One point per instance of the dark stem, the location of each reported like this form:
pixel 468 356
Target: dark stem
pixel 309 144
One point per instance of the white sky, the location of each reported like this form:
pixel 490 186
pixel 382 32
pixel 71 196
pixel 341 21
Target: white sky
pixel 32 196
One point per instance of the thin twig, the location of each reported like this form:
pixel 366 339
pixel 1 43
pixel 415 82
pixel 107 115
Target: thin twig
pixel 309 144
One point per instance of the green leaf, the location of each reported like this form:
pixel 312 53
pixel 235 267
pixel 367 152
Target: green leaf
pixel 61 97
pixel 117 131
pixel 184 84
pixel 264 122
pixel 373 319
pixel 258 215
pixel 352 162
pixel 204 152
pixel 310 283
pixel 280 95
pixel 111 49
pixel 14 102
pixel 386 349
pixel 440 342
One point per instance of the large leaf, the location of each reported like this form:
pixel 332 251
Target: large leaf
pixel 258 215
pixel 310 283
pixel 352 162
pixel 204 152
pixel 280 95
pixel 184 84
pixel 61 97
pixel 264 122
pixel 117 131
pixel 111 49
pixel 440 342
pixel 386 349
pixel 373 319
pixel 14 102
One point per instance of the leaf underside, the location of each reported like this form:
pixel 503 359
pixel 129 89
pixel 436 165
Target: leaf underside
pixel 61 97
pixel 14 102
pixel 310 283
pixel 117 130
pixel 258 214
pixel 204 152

* * *

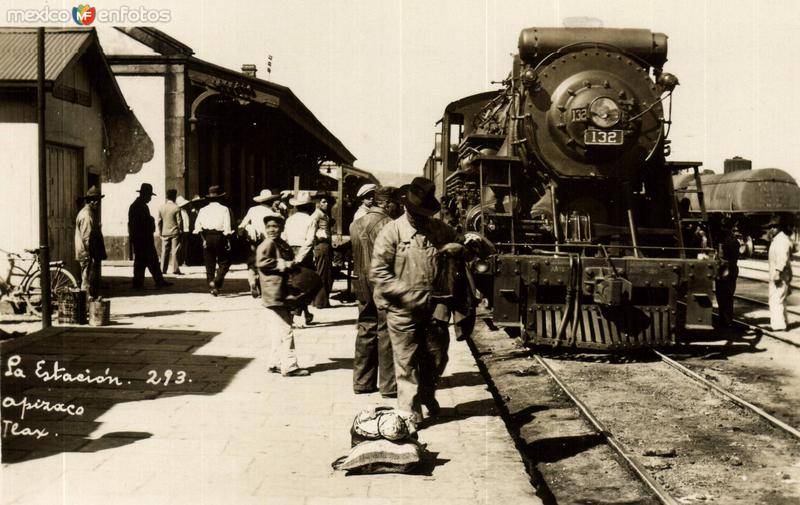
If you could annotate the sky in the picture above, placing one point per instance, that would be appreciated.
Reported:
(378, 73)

■ **O que se pede**
Quais linhas acima contêm a palavra "twig"? Selecione e copie cada uma delas.

■ **Resposta do exercício**
One point per instance of the thin twig, the location of each reported like this form:
Target: thin twig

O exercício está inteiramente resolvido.